*** Opening Record set ***

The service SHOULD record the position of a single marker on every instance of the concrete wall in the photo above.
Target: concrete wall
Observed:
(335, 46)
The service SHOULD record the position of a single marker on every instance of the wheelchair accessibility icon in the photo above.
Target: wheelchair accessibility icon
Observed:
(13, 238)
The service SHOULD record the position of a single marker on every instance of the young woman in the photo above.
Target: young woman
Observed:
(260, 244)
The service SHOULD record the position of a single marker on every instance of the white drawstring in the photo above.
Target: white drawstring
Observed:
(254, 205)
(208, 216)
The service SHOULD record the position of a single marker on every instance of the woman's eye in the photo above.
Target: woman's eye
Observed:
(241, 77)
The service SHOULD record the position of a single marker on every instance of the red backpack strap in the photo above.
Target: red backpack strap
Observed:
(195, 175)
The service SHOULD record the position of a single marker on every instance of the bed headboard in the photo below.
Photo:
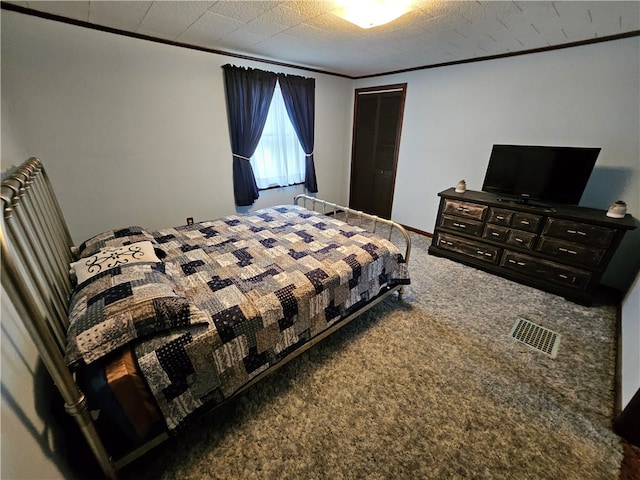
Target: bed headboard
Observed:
(36, 252)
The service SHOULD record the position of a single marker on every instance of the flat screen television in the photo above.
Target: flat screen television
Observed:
(540, 174)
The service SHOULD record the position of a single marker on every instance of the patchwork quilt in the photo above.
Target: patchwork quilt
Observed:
(229, 299)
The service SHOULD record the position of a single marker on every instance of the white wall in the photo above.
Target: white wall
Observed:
(583, 96)
(135, 132)
(631, 343)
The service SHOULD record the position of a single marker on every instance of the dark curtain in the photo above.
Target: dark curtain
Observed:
(299, 95)
(249, 93)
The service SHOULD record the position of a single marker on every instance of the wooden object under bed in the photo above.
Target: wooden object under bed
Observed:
(36, 253)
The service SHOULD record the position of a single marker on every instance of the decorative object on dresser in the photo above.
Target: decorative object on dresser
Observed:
(562, 249)
(617, 209)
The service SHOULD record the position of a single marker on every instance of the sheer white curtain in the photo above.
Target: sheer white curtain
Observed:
(279, 158)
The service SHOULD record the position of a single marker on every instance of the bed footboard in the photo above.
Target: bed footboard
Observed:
(364, 220)
(36, 253)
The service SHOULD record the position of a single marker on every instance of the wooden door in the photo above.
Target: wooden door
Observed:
(375, 144)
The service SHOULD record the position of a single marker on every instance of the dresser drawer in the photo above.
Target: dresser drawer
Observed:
(469, 227)
(569, 251)
(500, 216)
(526, 221)
(470, 248)
(521, 239)
(464, 209)
(544, 270)
(584, 233)
(495, 232)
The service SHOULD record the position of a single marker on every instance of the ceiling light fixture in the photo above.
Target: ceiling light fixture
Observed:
(372, 13)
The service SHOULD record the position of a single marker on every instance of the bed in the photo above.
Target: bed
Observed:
(145, 330)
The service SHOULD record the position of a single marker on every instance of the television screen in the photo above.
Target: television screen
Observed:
(543, 174)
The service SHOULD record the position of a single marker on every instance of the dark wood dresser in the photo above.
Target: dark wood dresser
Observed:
(561, 249)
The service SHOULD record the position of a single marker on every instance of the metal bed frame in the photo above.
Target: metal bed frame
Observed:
(36, 252)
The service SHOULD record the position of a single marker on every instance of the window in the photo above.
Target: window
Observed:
(279, 159)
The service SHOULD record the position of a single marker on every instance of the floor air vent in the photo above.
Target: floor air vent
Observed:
(535, 336)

*** Closing Record set ***

> **Task to complete**
Read each line of the material, and wherever the word "floor" turns up, copy that line.

> **Task output**
The service SHOULD record the position of a single marker on every instance of the floor air vent in the photo above.
Target: floor air vent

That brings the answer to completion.